Written problem ▸
Rewrite the records below, replacing "young woman" with "adult" everywhere it occurs and leaving all else unchanged.

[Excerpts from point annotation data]
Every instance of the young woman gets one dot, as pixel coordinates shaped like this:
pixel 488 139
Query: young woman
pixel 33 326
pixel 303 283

The completed task ▸
Every instance of the adult gets one dot, as pixel coordinates shaped like this:
pixel 488 139
Query: adult
pixel 33 326
pixel 303 283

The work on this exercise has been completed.